— BEGIN —

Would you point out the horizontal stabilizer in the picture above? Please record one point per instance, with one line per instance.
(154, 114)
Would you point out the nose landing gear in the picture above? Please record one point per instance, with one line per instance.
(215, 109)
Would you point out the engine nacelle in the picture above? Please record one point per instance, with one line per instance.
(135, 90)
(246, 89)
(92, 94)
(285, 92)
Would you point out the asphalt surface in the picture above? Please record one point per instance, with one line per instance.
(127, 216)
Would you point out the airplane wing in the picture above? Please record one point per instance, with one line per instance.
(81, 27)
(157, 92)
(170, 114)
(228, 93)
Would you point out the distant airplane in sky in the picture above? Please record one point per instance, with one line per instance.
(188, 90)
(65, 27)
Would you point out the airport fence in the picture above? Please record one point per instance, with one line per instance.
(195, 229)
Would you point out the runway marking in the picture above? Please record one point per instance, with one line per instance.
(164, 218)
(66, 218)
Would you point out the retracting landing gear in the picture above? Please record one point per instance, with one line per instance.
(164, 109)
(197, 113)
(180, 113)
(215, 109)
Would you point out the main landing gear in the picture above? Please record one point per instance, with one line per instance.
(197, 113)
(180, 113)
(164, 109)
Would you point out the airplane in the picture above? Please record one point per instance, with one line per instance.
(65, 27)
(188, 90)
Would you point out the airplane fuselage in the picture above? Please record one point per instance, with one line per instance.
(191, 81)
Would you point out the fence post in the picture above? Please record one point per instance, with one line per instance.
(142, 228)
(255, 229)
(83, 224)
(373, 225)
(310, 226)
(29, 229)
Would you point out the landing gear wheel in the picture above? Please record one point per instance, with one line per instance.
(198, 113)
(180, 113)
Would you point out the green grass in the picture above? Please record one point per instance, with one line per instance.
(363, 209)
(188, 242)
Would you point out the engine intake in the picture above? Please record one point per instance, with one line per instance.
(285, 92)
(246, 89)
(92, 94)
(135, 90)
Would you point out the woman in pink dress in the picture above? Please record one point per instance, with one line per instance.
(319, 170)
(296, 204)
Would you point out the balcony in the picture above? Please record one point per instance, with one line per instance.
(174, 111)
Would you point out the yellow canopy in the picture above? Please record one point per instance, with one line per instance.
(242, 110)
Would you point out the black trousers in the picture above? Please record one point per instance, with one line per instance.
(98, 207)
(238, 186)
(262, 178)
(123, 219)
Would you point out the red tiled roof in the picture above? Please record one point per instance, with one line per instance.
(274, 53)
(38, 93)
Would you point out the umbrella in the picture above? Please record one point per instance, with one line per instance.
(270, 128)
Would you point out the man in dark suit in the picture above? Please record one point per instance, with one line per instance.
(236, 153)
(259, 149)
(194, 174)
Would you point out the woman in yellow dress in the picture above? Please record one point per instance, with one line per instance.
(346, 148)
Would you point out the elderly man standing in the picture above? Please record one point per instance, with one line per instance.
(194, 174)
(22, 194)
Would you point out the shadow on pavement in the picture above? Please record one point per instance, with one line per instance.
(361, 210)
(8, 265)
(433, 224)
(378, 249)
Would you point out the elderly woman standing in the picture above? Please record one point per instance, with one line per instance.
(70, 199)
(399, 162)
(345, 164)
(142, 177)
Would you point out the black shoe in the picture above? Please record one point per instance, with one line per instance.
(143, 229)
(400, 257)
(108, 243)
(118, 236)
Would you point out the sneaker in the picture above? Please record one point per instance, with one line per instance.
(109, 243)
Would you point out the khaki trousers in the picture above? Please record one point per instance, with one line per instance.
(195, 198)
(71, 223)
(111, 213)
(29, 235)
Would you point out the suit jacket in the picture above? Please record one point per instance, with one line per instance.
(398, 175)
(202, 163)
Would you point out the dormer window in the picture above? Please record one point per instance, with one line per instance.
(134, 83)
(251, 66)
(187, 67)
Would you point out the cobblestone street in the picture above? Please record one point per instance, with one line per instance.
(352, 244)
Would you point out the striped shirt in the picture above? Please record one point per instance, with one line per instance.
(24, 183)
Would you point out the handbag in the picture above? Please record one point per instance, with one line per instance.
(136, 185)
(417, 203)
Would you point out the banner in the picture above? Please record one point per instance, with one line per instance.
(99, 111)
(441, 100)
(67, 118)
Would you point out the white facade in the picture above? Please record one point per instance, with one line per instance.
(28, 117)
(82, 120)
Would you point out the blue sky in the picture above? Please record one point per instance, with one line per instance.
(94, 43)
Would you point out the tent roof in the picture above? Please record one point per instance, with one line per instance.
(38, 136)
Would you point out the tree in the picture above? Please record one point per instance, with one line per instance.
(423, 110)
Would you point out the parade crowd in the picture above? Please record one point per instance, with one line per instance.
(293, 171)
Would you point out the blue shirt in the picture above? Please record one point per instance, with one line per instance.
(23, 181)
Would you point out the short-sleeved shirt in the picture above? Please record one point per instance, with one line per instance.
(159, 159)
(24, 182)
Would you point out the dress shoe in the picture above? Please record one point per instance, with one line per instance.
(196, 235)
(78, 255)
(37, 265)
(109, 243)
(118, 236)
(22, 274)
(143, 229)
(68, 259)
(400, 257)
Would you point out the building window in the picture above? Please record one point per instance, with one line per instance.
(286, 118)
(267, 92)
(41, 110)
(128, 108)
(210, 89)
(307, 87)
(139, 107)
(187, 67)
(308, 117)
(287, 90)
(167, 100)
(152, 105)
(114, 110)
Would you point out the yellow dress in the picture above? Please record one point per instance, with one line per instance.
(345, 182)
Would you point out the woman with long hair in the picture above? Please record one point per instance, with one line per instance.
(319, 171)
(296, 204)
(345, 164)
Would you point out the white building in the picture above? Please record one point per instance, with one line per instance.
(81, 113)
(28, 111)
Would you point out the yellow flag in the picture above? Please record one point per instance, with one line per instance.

— END —

*GOAL*:
What do the records say? Quote them all exactly.

*EXERCISE OUTPUT*:
Would you point out the horizontal stabilizer in the picture above? Please record one point per instance, with one line per instance.
(154, 114)
Would you point out the nose landing gear in the picture above? Please record one point per instance, with one line per instance.
(215, 109)
Would you point out the engine nacelle in the picture above? Please record one point per instance, with one line per instance.
(135, 90)
(246, 89)
(92, 94)
(285, 92)
Would you point out the asphalt surface in the picture above? Please record one point per instance, with one line per instance.
(127, 216)
Would you point out the airplane wing in the picture above? Please record one point per instance, with one line per instance.
(81, 27)
(157, 92)
(170, 114)
(228, 93)
Would you point out the distant airplane in sky in the picture above? Please record one point per instance, with one line per instance.
(188, 90)
(65, 27)
Would you point out the airport fence in the picture above? Please record one point per instance, with one line per instance.
(195, 229)
Would you point out the runway marking in the picture above? Please record one point per instance, with one line per instance.
(164, 218)
(66, 218)
Would you point out the retracting landing gear in the picture above? Please record one point per instance, with one line per instance.
(164, 109)
(197, 113)
(180, 113)
(215, 109)
Would you point out the main landing gear in the picture above? Please record one point per instance, with one line per instance.
(197, 113)
(180, 113)
(164, 109)
Would you point out the airplane in the picture above? Please record one point per instance, with one line per instance.
(65, 27)
(188, 90)
Would you point out the airplane fuselage in the picture above? Please record one point per instance, with one line per instance.
(191, 81)
Would you point out the fence post in the picture above? Please record one point per instance, with one line per instance.
(142, 228)
(255, 229)
(83, 224)
(373, 225)
(310, 226)
(29, 229)
Would you point out the landing gear wheel in the picture above? Please record one point per instance, with one line per instance.
(198, 113)
(180, 113)
Would you point out the green grass in the picture above? Please record one point per instance, with one line per instance.
(363, 209)
(188, 242)
Would you point out the engine intake in the picture above? Please record one point per instance, with one line per instance.
(285, 92)
(246, 89)
(92, 94)
(135, 90)
Would you point out the woman in pink dress in the picture above? Please record one point per instance, with one line per instance.
(319, 170)
(296, 204)
Would you point out the balcony in the picture above? Please record one point per instance, with one line per instance.
(174, 111)
Would you point out the yellow canopy in the picture above? Please record one point per instance, with one line per instance.
(242, 110)
Would you point out the black trousers in the picture above? Please record one point per instance, with one line per instance.
(98, 207)
(238, 186)
(262, 178)
(123, 219)
Would you point out the red tiled roof in the picture above? Please record one point per instance, with one line per instance.
(274, 53)
(38, 93)
Would you point out the umbrella in the picture above? Please record one point per instance, with one line per instance.
(270, 128)
Would you point out the man in dark suit in the picture above? Please record one point per instance, with one line per instance.
(236, 153)
(259, 149)
(194, 174)
Would you point out the woman in yellow dress in the picture above? Please record one point per instance, with one line per instance.
(346, 148)
Would you point out the elderly man standing in the picture above? Please record one point per instance, with one line per instance.
(194, 174)
(22, 194)
Would you point out the shadow on pavement in the picture above? Please record one point per instance, with one line per instance.
(361, 210)
(8, 265)
(433, 224)
(378, 249)
Would you point out the elderly woman standing in the picture above? Please record one point per instance, with one line per instance.
(70, 199)
(399, 162)
(345, 164)
(142, 177)
Would you point out the black shoe in the picture above? Please record one point per instance, with one line per instance.
(143, 229)
(400, 257)
(108, 243)
(118, 236)
Would you point out the sneaker in the picture above? Please record one point per instance, with one line per instance.
(109, 243)
Would you point out the khaki trousers in the picture above? Please record one point per instance, with one line per instance.
(195, 198)
(71, 223)
(111, 213)
(29, 235)
Would you point out the suit jacket in the picture above? Please record one point per instance, with one line per instance.
(398, 175)
(202, 163)
Would you point out the dormer window in the picture above? Please record one point per instance, with one line per instance.
(134, 83)
(251, 66)
(187, 67)
Would you point out the cobblestone street in the picture above? Please record one point per instance, with one line per instance.
(352, 244)
Would you point out the striped shirt in the picture above? Please record one point per instance, with one line per instance.
(24, 183)
Would you point out the handbag in the picture above? Please record one point per instance, with one line per instance.
(136, 185)
(417, 203)
Would you point out the banner in the picture above? Please record one point per instance, with one line per instance.
(99, 111)
(441, 100)
(67, 118)
Would you point out the white facade in the picture above? Please record one point per instance, with one line per instance.
(28, 117)
(82, 120)
Would you point out the blue sky in the picture above? Please record one point per instance, with one line per instance.
(94, 43)
Would you point out the tent roof in the picture above? Please record one point per instance, with one line per instance.
(38, 136)
Would you point out the tree in the picture above? Please record one point per instance, with one line per instance.
(423, 110)
Would you point out the parade crowd in the picture above? Please record one point per instance, with one line per instance.
(293, 171)
Would you point out the blue shirt in the picture above? Please record one point per instance, with one line per instance.
(23, 181)
Would you point out the short-sleeved shirt in the picture above? Please record one point per instance, with one line per instance.
(159, 159)
(24, 182)
Would you point out the dress shoe in the picture above? Please record one point per instance, with one line per instance.
(196, 235)
(78, 255)
(37, 265)
(109, 243)
(118, 236)
(22, 274)
(143, 229)
(68, 259)
(400, 257)
Would you point out the building window in the picture above? Please record one point per instance, with one line per instance.
(286, 118)
(267, 92)
(41, 110)
(128, 108)
(210, 89)
(307, 87)
(139, 107)
(187, 67)
(308, 117)
(287, 90)
(167, 100)
(152, 105)
(114, 110)
Would you point out the yellow dress in the picture above? Please record one point per instance, with one line per instance.
(345, 182)
Would you point out the woman with long hair in the picture above? Please record one point per instance, with one line per instance.
(319, 171)
(296, 204)
(345, 164)
Would you point out the white building in the picture above? Please record one point per instance, with one line per instance.
(81, 113)
(28, 111)
Would you point out the yellow flag in the picture above? Please record one point per instance, with one line per instance.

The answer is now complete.